## Your instructions
Copy out the rows below word for word, but leave the pictures out.
─── Input material
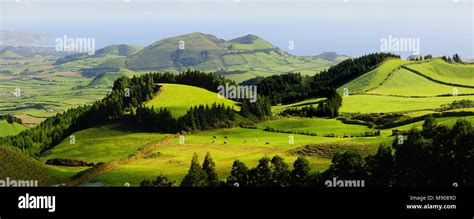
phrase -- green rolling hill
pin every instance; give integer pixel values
(18, 166)
(10, 129)
(179, 98)
(239, 59)
(108, 51)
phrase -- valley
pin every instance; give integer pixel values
(393, 95)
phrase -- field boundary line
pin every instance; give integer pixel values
(85, 175)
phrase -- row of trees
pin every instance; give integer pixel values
(208, 81)
(434, 156)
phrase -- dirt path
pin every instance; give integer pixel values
(92, 172)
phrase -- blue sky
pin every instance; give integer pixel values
(353, 28)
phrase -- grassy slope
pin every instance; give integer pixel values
(173, 159)
(318, 125)
(280, 108)
(373, 78)
(21, 167)
(179, 98)
(395, 94)
(447, 121)
(10, 129)
(102, 144)
(405, 83)
(447, 72)
(384, 104)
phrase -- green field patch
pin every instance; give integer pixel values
(374, 78)
(280, 108)
(179, 98)
(440, 70)
(406, 83)
(447, 121)
(7, 129)
(385, 104)
(102, 144)
(320, 126)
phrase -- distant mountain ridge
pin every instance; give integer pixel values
(239, 59)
──────
## Full output
phrase -- green rolling hill
pin every instance; give integer pixel values
(18, 166)
(10, 129)
(179, 98)
(239, 59)
(108, 51)
phrase -- valley
pin every instance; give integer pixel values
(393, 95)
phrase -- field boundary line
pin every instance; give integer pixel values
(85, 175)
phrase -- row of trees
pin every instance; give integer pixel values
(208, 81)
(434, 156)
phrase -- dirt path
pin every instance; give integer pixel values
(92, 172)
phrase -- blue sky
pin every instance; give integer pixel values
(353, 28)
phrase -- grassy slope
pin every instance; give integer pixel values
(173, 159)
(318, 125)
(280, 108)
(373, 78)
(21, 167)
(179, 98)
(395, 94)
(447, 121)
(10, 129)
(102, 144)
(405, 83)
(447, 72)
(384, 104)
phrase -- green field patch
pin every instance; give integer pixel values
(374, 78)
(280, 108)
(179, 98)
(440, 70)
(406, 83)
(447, 121)
(7, 129)
(385, 104)
(102, 144)
(320, 126)
phrase -- distant mountain ridge
pin every instance; give integer pixel values
(239, 59)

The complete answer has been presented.